DATA EXCERPTS:
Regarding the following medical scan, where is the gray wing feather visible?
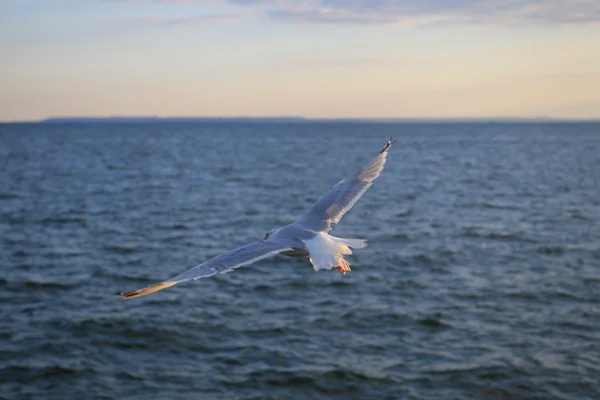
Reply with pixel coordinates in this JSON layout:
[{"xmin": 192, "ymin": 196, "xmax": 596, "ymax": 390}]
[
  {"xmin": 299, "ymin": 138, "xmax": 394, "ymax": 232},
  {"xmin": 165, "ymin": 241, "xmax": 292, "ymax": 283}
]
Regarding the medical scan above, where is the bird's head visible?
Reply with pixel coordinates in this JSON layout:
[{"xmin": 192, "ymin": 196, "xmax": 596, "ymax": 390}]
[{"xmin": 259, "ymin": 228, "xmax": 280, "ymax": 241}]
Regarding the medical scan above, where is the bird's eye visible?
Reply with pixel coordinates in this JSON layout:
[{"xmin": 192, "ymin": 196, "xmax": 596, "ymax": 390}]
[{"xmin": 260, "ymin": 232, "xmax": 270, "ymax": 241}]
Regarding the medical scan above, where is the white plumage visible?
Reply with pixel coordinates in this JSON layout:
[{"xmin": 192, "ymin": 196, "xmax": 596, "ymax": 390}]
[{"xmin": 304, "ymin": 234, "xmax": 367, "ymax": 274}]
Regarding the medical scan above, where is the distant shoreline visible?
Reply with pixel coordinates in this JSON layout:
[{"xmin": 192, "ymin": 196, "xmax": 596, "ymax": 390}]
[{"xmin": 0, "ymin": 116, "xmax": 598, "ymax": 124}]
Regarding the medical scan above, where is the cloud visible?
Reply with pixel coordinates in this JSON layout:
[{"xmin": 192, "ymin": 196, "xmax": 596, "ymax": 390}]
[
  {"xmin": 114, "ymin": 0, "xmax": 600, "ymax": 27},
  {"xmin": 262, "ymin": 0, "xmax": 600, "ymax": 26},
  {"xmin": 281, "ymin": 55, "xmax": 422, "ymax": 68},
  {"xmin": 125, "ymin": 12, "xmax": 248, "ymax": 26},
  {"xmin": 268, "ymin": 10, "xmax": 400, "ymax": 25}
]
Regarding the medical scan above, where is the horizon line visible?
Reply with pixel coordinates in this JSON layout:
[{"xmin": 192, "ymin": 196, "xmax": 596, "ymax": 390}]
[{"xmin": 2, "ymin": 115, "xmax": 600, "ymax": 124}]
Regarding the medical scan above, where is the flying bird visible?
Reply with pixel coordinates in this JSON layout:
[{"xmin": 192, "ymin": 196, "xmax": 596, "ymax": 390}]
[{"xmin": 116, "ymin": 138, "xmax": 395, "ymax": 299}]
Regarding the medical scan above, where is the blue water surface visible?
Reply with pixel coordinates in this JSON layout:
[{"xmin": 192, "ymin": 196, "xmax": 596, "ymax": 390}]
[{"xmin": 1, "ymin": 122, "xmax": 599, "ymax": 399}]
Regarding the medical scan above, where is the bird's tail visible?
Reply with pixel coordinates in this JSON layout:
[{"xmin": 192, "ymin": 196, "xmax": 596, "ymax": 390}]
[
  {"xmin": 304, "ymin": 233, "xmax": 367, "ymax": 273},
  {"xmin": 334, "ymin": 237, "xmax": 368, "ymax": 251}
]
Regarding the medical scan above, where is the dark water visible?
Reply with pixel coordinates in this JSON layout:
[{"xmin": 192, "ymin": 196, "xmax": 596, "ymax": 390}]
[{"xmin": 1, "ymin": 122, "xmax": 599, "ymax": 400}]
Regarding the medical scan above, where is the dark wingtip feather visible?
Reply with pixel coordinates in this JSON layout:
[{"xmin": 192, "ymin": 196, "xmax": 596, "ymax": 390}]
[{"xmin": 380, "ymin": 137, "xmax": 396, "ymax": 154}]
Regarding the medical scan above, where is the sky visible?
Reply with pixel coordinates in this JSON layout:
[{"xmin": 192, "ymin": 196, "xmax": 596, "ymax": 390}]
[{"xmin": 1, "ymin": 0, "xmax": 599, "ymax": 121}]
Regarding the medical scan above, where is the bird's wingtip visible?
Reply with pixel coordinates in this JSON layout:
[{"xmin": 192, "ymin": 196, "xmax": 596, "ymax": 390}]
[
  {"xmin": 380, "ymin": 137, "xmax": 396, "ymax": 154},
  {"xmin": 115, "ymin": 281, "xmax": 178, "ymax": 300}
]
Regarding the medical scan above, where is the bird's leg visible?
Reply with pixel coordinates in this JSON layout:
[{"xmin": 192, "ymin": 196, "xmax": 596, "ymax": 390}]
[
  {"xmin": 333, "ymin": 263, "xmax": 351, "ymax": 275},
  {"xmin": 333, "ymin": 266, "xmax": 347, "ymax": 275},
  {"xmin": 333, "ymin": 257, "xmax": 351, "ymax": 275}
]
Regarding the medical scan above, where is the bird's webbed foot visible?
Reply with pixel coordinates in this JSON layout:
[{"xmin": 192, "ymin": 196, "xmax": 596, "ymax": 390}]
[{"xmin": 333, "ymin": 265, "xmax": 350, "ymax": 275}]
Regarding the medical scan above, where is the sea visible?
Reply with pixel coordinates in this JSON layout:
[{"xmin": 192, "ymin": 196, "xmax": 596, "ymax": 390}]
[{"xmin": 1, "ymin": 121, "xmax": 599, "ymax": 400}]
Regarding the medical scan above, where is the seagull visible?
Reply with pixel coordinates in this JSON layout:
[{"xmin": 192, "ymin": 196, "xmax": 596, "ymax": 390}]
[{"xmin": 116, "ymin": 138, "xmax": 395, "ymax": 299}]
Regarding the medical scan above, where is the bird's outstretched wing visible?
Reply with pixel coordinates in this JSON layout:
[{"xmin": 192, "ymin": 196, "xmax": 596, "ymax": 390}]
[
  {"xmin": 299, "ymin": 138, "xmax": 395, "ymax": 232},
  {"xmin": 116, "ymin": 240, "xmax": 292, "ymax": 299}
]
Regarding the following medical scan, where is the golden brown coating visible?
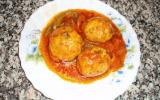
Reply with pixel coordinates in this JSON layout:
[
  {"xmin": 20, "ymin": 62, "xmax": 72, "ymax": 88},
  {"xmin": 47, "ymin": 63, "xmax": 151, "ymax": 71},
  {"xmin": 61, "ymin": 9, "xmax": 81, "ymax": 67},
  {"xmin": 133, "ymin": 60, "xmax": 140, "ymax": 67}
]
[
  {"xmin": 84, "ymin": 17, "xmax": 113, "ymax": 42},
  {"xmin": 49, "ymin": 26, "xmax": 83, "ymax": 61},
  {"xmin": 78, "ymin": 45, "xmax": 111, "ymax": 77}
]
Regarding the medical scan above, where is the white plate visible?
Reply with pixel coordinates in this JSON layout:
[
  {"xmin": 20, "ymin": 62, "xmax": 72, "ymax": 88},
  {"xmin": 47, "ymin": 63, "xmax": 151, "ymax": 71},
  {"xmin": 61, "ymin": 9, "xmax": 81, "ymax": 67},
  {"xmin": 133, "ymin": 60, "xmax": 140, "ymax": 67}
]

WORK TO BE COMPLETED: Report back each line in the material above that contains the string "feather".

COMPLETED EXERCISE:
Regarding the following medical scan, where is the gray wing feather visible?
Regarding the medical scan above, where is the dark wingtip feather visible?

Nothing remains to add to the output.